What you have to do: Each line below should be quoted exactly, please.

Data entries
☆ ☆ ☆ ☆

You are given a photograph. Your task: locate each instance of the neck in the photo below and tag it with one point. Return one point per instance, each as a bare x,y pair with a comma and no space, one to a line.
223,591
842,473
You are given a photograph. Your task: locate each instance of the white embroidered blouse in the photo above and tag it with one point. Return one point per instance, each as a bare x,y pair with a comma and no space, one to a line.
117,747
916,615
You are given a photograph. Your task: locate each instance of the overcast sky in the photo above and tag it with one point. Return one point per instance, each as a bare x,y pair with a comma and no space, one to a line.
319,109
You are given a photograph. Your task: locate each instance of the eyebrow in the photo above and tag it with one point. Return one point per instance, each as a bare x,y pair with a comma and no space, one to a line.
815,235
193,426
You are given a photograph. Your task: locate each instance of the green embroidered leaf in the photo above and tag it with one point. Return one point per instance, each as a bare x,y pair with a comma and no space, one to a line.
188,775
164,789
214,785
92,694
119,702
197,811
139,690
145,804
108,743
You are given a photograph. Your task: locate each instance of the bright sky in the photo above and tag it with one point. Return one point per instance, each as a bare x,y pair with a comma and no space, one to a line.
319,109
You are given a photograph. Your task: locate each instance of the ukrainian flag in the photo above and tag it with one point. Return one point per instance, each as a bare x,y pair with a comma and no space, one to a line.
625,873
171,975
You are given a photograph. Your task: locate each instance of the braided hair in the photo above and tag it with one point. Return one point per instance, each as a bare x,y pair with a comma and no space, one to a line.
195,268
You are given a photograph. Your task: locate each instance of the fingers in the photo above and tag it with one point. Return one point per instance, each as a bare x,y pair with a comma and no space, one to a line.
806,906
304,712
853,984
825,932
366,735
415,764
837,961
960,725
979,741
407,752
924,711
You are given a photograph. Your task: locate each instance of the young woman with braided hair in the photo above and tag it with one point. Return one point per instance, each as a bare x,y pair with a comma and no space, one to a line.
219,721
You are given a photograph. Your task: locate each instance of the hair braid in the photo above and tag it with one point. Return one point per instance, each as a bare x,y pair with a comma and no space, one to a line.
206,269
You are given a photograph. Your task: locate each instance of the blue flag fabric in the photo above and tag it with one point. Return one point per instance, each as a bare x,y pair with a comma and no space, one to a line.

☆ ☆ ☆ ☆

Task output:
You are given a photograph. Your task: locate each instance of the neck in the photo below and tag it with one point. Return one point per instance, each as a bare x,y pair with a comma and no space, one to a line.
223,591
842,473
You are given a photograph. Your task: locate each instance of the white embroidered blouse in the photo above and tag it with one point. Return one point per instance, each as a bare x,y pair with a comma and no space, one to a line.
117,747
916,615
You are given a photograph. Your task: locate each instance of the overcast sky in the photo above and tag it with one point. Return one point per instance, each as a bare x,y pair with a comma and no space, one to a line.
319,109
You are given a photograph. Your task: locate each instance of the eyebrow in the photo above and tag it with one point. Return one point per instance, each as a bare x,y pair with a comma and no space, one to a line.
815,235
193,426
You are given a photograph. Your task: locate each instance of the green embroidered leaf in the photo above and tag it with one point. Return one point per instance, each as a bare x,y pair with a comma and no space, one to a line.
188,775
164,789
214,785
92,694
119,702
197,811
139,690
145,804
108,743
You are given a photograph. Your task: locate each instance of the bright sky in the photo above and tag it with one point. Return one point per instance, each as a bare x,y pair with a comma and no space, one to a line.
319,109
You are given a photograph. Your task: locate each instance of the ukrainian flag in the photo above and tag it with one point. Return one point per instance, each as a bare x,y pair with a comma and no space, one to a line.
625,873
171,975
You are given a photograph. Your task: locate each instance of the braided hair in the photo above and tag it with one point. Return one point per instance, each as a bare x,y pair with a comma and no space, one to a line.
195,268
You are given a photograph. Your task: locate each instance of the fingers in the photo above and tag it with one point. Return one point per instance, each as a bare x,y pair with a comma and no space, one to a line.
806,906
304,712
853,984
825,932
366,735
415,764
837,961
960,725
979,741
407,752
924,711
You are given a photograph. Your task: locate each instance of the young woman with braided hair in the photo above and tag it with one point. Return one point per instance, each as a bare x,y pair with a comma and no space, one to a line.
219,721
You are given a photograph. Your task: locate each instance of the hair braid in the photo above and tag it with one point. Return one point per instance, each as a bare x,y pair with a comma and no space, one to a line.
206,269
You are given a photograph. Your task: locate each instance of the blue flag fabric in the photo above and tag it with one point. Return one point per instance, each as a bare x,y pair with a comma and no space, one to a line.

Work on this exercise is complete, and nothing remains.